__Given records__.
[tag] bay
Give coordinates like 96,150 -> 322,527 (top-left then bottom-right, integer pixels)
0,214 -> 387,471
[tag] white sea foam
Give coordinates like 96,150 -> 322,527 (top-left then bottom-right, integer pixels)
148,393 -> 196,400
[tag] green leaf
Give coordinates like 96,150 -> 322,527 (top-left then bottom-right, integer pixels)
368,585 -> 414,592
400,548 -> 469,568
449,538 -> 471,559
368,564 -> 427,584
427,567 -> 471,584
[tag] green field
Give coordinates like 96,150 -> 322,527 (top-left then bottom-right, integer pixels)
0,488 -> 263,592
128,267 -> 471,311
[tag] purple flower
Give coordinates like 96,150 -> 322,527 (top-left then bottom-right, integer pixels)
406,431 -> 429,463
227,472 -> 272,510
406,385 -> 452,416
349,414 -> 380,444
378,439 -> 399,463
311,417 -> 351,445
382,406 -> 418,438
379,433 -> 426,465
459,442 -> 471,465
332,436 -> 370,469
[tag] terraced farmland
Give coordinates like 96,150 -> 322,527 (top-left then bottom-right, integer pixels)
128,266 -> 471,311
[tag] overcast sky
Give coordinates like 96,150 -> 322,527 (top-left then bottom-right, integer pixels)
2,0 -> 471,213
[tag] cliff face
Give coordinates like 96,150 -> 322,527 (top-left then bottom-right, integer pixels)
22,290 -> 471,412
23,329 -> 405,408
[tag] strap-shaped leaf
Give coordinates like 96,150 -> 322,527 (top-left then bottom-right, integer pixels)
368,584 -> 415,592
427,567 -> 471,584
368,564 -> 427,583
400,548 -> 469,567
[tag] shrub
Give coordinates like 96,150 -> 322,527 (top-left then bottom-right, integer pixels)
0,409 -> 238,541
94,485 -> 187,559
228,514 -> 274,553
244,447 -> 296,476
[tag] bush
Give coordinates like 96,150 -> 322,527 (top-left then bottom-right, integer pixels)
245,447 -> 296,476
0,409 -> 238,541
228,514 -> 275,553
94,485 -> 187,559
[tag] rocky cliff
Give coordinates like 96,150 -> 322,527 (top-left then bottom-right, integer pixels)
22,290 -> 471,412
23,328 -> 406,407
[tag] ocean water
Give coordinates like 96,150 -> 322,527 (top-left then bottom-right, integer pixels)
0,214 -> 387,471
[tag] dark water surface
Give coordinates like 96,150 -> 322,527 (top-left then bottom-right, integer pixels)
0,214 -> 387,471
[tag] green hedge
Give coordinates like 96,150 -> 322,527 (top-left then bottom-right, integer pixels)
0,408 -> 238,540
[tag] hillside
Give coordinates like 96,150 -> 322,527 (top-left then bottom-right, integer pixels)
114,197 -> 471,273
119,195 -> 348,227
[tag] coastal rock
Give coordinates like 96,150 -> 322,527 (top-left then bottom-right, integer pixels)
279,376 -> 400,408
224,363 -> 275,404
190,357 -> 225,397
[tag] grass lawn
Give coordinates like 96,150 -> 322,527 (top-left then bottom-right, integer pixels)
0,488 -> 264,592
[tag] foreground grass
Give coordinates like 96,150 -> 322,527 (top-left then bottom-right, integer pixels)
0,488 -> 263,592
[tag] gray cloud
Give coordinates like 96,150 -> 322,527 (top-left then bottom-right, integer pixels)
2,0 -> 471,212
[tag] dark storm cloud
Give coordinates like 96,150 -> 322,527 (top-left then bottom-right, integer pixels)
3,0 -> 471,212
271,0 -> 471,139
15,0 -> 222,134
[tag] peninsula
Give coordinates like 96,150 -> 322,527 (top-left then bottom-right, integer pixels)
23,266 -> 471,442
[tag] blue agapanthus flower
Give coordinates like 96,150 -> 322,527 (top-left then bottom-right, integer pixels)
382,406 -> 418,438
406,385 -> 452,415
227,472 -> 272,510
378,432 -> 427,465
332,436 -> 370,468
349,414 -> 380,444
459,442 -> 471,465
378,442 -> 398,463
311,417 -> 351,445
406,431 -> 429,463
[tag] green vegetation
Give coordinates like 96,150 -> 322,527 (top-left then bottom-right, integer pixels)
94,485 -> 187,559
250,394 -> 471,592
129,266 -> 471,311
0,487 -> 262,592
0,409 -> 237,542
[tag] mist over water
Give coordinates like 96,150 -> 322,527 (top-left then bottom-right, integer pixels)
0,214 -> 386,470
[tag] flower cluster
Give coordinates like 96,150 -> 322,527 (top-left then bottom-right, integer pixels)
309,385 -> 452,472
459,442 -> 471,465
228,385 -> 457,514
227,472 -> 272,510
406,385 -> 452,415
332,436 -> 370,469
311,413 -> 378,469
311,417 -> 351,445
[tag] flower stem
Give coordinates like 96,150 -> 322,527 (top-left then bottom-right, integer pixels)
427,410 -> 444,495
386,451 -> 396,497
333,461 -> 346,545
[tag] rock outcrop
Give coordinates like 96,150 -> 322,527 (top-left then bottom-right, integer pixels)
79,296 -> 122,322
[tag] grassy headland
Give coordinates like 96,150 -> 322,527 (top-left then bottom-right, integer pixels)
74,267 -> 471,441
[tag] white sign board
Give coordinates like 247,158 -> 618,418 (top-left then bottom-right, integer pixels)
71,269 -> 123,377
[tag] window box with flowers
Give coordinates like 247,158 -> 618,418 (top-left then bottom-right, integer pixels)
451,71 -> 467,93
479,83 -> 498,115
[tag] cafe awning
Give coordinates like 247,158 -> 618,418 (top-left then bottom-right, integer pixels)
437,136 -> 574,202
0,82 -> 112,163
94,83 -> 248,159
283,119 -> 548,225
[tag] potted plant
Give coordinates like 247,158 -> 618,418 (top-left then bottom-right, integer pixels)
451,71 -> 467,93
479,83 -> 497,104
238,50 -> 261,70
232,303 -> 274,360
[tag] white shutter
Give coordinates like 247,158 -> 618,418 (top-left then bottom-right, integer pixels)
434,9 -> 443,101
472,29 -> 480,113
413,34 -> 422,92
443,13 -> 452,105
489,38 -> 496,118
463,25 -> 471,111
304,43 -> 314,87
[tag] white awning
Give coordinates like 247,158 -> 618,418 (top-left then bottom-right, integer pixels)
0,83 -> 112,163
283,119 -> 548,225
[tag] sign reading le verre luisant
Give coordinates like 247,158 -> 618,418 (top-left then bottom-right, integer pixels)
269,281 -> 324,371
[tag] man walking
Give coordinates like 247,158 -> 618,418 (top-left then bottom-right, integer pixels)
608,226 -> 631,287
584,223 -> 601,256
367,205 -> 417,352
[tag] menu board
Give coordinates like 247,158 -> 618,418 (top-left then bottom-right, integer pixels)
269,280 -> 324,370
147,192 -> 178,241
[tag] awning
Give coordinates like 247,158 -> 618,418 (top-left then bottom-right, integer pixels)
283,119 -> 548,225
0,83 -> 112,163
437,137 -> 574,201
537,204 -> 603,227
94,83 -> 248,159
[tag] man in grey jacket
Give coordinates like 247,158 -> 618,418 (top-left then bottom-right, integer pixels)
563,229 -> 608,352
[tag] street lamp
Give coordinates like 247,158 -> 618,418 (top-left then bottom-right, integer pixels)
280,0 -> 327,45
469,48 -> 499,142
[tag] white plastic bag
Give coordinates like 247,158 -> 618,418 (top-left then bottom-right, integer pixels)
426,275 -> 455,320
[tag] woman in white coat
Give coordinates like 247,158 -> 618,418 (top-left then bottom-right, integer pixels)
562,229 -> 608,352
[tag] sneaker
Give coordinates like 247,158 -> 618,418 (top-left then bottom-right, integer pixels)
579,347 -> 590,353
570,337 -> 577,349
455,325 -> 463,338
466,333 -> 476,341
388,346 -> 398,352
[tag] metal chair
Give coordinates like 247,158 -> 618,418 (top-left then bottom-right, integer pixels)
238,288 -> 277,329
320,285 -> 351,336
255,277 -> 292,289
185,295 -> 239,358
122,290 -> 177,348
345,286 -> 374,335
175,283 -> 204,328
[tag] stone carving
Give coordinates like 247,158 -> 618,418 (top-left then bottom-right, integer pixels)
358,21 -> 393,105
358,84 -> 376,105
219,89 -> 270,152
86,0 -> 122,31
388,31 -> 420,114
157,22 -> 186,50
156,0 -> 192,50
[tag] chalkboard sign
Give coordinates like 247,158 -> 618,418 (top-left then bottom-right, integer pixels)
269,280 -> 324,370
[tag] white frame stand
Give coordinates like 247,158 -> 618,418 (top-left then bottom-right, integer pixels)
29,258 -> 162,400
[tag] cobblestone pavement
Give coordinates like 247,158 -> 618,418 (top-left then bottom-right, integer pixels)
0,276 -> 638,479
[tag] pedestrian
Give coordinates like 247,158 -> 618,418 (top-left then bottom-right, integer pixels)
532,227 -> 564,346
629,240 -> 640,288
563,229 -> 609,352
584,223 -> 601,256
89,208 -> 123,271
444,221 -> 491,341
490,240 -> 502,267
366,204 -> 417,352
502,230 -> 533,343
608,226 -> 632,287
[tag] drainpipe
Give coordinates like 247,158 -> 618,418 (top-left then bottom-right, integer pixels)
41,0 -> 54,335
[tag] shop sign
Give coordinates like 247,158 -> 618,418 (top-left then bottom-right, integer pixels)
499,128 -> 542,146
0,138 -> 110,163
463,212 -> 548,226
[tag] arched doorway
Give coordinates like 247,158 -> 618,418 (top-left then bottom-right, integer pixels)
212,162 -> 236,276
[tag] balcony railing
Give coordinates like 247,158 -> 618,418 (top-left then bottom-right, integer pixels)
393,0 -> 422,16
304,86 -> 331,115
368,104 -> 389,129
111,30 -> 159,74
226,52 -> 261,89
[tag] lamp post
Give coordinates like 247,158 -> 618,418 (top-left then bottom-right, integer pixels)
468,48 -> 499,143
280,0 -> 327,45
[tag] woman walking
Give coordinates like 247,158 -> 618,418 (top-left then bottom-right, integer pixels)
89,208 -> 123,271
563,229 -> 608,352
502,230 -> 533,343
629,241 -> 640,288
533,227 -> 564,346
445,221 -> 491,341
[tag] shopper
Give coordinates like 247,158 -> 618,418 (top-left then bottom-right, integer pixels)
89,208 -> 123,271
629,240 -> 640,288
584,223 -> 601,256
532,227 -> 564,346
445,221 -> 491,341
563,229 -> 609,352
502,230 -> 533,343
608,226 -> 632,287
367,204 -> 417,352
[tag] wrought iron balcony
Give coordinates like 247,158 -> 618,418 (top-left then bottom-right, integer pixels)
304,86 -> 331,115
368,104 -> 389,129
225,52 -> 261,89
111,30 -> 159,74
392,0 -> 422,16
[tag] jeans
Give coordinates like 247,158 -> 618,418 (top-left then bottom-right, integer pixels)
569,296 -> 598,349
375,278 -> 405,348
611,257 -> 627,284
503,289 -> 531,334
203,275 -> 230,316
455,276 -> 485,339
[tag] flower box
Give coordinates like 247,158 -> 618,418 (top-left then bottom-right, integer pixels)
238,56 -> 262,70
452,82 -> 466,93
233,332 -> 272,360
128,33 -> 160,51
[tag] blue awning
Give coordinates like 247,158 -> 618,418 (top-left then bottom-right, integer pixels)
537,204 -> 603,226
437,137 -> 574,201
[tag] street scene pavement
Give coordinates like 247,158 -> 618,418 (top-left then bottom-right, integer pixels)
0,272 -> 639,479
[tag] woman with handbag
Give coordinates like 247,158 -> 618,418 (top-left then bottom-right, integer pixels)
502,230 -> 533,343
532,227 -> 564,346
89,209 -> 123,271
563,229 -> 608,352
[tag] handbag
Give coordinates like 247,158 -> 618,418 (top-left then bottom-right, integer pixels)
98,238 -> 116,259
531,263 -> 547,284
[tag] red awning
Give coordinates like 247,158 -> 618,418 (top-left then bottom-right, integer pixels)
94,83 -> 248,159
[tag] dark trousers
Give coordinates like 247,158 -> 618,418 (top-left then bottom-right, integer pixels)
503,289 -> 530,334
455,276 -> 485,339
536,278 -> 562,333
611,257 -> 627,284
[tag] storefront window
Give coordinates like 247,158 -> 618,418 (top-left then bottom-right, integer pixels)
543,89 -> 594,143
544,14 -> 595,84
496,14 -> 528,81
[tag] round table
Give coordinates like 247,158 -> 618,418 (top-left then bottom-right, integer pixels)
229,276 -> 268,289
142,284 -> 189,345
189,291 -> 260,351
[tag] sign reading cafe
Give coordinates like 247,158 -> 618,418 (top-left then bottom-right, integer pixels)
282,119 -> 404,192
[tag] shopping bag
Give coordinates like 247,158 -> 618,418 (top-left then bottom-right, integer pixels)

__What the task requires__.
Return exactly the lines that run from the top of the listing above to the line containing "[tag] green field", please, keeping both end lines and leaving out everything else.

__Solution__.
[tag] bay
Give coordinates like 96,150 -> 322,527 (top-left then bottom-right, integer pixels)
0,214 -> 387,471
[tag] white sea foam
Give coordinates like 96,150 -> 322,527 (top-left then bottom-right, integer pixels)
148,393 -> 196,400
[tag] green leaf
Give coordinates like 96,150 -> 322,527 (top-left then bottom-right, integer pixels)
368,585 -> 414,592
400,548 -> 469,568
449,538 -> 471,559
368,564 -> 427,584
427,567 -> 471,584
[tag] green field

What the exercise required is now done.